- **EXERCISE A**
Answer these questions from the passage on Monash, South Australia:
(i) What was Monash known as to the early settlers?
(ii) In what month and year was Monash proclaimed?
(iii) What was the population of Monash in the 2021 Australian census?
- **EXERCISE B**
Proceed with the passage on the town of Monash, South Australia, starting after its final sentence.

- **DOCUMENT PASSAGE**
########################################

Monash, known as Lone Gum to the early settlers, is a town in the Riverland area of South Australia. It is on the Sturt Highway between Barmera and Renmark. It is particularly known for its adventure playground, in existence since the 1970s and now known as Monash Adventure Park.

==History==
Aboriginal people were settled in the Riverland area long before the colonisation of South Australia, with the Erawirung people being the traditional owners.

The part of the settlement which became Monash was named Lone Gum, after a prominent local landmark, a river red gum tree (Eucalyptus camaldulensis), by the first European settlers there, who were soldiers, in 1916. After the end of World War I, land was allocated to repatriated soldiers, as part of the state government Soldier Settler Scheme.

Monash was proclaimed in August 1921 and is named after General Sir John Monash, a World War I army commander. It continued to be referred to as Lone Gum until at least 1926, when the ANZACs were commemorated there.

The tree's image is used on the Monash Primary School emblem.

==Governance and demographics==
Monash is in the Berri Barmera Council, state electoral district of Chaffey, and federal Division of Barker. Its postcode is 5342.

In the 2021 Australian census, the population of Monash was 1,110, with a median age of 47. The predominant ancestries were English and Australian, with German coming in third at 14%.

==Economy==
The primary industry is irrigated horticulture, in particular stone fruits, and viticulture.

==Attractions==
===Gurra Gurra===
The Gurra Gurra wetlands, part of the Murray River National Park, cover around 3,000 ha on the eastern bank of the Murray, with its lakes bordering the Sturt Highway near Monash. Bird life is prolific across the drowned floodplain, including pelicans, black swans, darters, and ducks.

########################################

- **EXTRACTED INFORMATION**
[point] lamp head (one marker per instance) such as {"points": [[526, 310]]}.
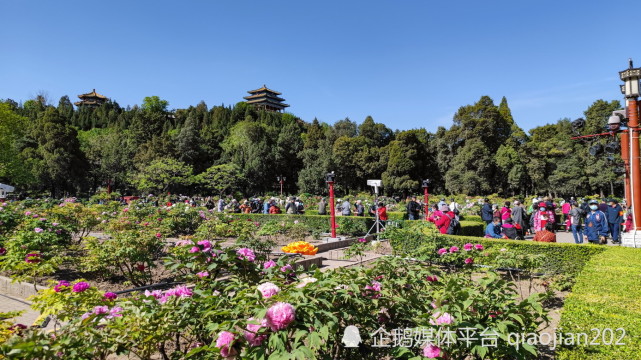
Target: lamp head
{"points": [[329, 177]]}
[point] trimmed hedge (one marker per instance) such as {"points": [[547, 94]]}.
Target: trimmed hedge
{"points": [[475, 218], [391, 215], [472, 228], [605, 295], [347, 225], [565, 259]]}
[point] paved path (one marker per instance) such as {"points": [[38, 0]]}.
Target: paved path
{"points": [[12, 303], [566, 237]]}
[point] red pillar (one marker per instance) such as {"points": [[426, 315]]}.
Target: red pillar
{"points": [[635, 163], [332, 208], [625, 156], [426, 197]]}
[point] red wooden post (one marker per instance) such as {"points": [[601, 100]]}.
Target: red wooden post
{"points": [[332, 208], [426, 197]]}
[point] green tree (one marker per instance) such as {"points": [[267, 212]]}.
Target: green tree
{"points": [[163, 175], [13, 128], [154, 104], [221, 179], [59, 163]]}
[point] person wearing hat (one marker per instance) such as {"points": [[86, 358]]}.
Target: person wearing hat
{"points": [[576, 222], [596, 224], [615, 218], [486, 212], [542, 217]]}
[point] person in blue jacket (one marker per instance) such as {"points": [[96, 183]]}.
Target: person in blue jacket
{"points": [[486, 212], [615, 218], [493, 229], [596, 224]]}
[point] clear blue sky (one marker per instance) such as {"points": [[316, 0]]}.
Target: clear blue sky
{"points": [[408, 63]]}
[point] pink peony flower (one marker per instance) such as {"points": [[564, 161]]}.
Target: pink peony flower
{"points": [[280, 315], [375, 286], [206, 244], [431, 351], [445, 319], [305, 281], [115, 312], [268, 290], [251, 333], [156, 293], [246, 254], [32, 258], [287, 268], [224, 341], [179, 291], [80, 286], [100, 310], [60, 285]]}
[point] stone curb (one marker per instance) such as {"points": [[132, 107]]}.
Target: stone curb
{"points": [[18, 289]]}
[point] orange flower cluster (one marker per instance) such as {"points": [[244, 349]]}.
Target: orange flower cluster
{"points": [[300, 247]]}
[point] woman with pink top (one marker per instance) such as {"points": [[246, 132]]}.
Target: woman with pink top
{"points": [[506, 212]]}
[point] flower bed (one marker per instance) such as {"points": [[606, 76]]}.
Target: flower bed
{"points": [[565, 259], [606, 296]]}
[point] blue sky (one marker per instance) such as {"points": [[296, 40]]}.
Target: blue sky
{"points": [[408, 64]]}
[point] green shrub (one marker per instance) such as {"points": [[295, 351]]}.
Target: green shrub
{"points": [[423, 241], [475, 218], [606, 295]]}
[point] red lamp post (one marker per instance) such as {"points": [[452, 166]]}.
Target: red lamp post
{"points": [[426, 197], [281, 180], [630, 89], [329, 178]]}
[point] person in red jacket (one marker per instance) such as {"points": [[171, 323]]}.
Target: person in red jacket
{"points": [[382, 213]]}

########################################

- **YOUR RESPONSE A**
(i) Lone Gum
(ii) August 1921
(iii) 1,110

- **YOUR RESPONSE B**
===Monash Adventure Park===
Monash is best known in South Australia as the home of a major adventure playground for adults as well as children, with tall, fast and twisty slippery dips (slides) and other equipment.

The park was designed by local engineer and businessman Grant Telfer, after he had been asked by the Monash Progress Association in the 1960s to make a small playground slide and swing for the town. The playground was named Grant Park. In the 1970s Telfer began creating new equipment, including a carousel and a spiral slide around a tall tower, based on a "lighthouse-type" of slide that he had seen at the Adelaide beachside suburb of Semaphore as a child. He then designed and constructed various types of see-saws (totalling 33 in the end); ll types of slides, swinging ropes, a roller coaster, flying foxes (ziplines); and a number of rotary cones, all out of steel. Eventually 180 pieces of equipment covered 2 ha, which was free to use for any visitors in the 1980s, with no restrictions. Around 300,000 adults and children visited Monash Playground each year during this times.

In 1992, Telfer decided that the playground had to be closed, owing to prohibitive public liability insurance costs. It was redeveloped and reopened by Berri Barmera Council in November 1996 as Monash Adventure Park, with scaled-down versions of the equipment.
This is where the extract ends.